Goal of the exercise: Can you continue the essay introduction on Biden's "Made in America" industrial policy, picking up right after the closing quotation from Friedrich Hayek?

***** Quoted passage *****

Biden’s “Made in America” Bumper Sticker Industrial Policy is Economically Primitive, Terrible Foreign Policy, Politically Moronic, and Even Racist— Introduction
A Little Analysis of What Terrifyingly Partisan Economic Nationalism Could be the Defining Economic and Foreign Policy Blunder of Our Times
“And where is it written — where is it written that America can’t lead the world in manufacturing? And I don’t know where that’s written.” —Joe Biden
“Mr Biden is taking an epoch-making political gamble. He is acting on so many fronts because he had no choice. The only way to build a majority in congress was to bolt a Democratic desire to act on climate change onto hawkish worries about the threat from China and the need to deal with left-behind places in the American heartland. On its own, each of these concerns is valid. But in terms of policy, the necessity to bind them together has led America into a second best world. The goals will sometimes conflict, the protectionism will infuriate allies and the subsidies will create inefficiencies.” — The Economist
“Planning in the specific sense in which the term is used in contemporary controversy necessarily means central planning—direction of the whole economic system according to one unified plan. Competition, on the other hand, means decentralized planning by many separate persons. The halfway house between the two, about which many people talk but which few like when they see it, is the delegation of planning to organized industries, or, in other words, monopoly.” — Friedrich Hayek ~ “The Use of Knowledge in Society”

***** Data rows *****

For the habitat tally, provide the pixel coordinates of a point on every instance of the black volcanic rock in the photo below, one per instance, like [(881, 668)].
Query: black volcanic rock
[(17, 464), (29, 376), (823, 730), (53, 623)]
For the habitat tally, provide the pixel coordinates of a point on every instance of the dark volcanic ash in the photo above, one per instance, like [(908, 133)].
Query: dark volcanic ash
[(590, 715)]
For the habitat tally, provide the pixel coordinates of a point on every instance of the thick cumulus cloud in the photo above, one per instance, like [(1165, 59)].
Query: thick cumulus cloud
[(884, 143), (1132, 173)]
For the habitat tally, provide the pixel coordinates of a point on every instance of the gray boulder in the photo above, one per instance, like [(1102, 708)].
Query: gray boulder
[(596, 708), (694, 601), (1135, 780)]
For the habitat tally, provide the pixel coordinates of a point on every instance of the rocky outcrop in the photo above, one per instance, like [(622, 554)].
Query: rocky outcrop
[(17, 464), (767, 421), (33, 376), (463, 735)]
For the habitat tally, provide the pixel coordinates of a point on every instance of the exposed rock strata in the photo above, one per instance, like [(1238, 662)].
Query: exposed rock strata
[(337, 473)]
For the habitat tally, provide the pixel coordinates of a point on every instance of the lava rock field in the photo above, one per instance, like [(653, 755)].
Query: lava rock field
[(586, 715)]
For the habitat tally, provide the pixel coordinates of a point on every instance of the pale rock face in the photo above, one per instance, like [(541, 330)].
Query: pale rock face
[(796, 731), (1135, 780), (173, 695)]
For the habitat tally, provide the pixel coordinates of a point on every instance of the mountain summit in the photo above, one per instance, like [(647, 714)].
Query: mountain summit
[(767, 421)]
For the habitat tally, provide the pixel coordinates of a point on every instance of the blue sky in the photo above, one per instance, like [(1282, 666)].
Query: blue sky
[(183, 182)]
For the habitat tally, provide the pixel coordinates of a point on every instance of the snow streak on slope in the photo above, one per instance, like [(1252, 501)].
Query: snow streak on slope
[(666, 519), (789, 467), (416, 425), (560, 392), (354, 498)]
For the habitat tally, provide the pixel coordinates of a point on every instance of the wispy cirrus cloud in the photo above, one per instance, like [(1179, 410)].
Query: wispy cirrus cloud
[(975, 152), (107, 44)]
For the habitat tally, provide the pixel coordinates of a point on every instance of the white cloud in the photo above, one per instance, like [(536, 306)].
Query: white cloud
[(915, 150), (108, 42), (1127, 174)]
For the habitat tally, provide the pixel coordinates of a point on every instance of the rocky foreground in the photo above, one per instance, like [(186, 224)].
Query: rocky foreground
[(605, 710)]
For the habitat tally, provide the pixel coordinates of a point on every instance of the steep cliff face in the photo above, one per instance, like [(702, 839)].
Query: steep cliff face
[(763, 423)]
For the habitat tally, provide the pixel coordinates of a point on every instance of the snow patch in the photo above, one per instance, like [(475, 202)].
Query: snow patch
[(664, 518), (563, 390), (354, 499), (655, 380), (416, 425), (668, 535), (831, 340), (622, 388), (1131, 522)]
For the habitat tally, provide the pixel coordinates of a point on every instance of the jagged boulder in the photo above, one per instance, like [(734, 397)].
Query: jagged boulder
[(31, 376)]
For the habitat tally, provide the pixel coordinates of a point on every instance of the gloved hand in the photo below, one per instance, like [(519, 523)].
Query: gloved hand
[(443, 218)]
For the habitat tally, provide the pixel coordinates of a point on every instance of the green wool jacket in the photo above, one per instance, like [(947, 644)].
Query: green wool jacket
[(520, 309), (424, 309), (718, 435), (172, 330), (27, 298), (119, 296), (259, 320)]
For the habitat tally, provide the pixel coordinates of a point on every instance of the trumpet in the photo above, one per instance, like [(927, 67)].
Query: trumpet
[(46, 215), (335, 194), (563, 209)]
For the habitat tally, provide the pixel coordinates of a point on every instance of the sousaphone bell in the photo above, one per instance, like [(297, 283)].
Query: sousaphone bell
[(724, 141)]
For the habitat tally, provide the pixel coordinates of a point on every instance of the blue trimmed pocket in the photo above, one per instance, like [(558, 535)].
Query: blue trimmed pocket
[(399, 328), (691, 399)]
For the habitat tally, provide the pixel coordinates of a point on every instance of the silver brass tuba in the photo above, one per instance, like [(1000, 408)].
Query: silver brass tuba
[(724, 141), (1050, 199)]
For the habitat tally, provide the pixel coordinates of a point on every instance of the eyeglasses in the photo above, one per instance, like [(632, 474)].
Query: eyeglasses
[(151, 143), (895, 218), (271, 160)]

*****

Response for this exercise:
“War is politics by other means”— Carl Von Clausewitz
Introduction
Let me just the sum up and state the absurdity of the Inflation Reduction Act, in a couple words. Otherwise unless I package it into a succinct statement, I’m afraid the essence of how chillingly awful it is might get swallowed up in all the smaller arguments I make in way of just trying, perspiringly, to assess its Hobbesian tentacular sprawl of hubris, diabolism, and cronyism, inefficiency and waste besides. But perhaps the worse were I to fail to streamline it into one or two sentences, then I would be making the point all the more effectively.
My Theory
The problem with the Inflation Reduction Act is that the US is sleepwalking into waging a preventive war by getting tough on China, all for the sake of boosting American manufacturing! Bribing the left-behind (abandoned, forgotten, ignored, etc. etc.) white working class voter with industrial American ‘jobs’ to bring him into the paternal fold of the Democratic party, to do which deploying racially targeted, “Made in America” & “Buy American” branding; in addition, antagonizing—at the risk of provoking, by trying deliberately to rally nationalist enthusiasm against—our Asian communist adversary.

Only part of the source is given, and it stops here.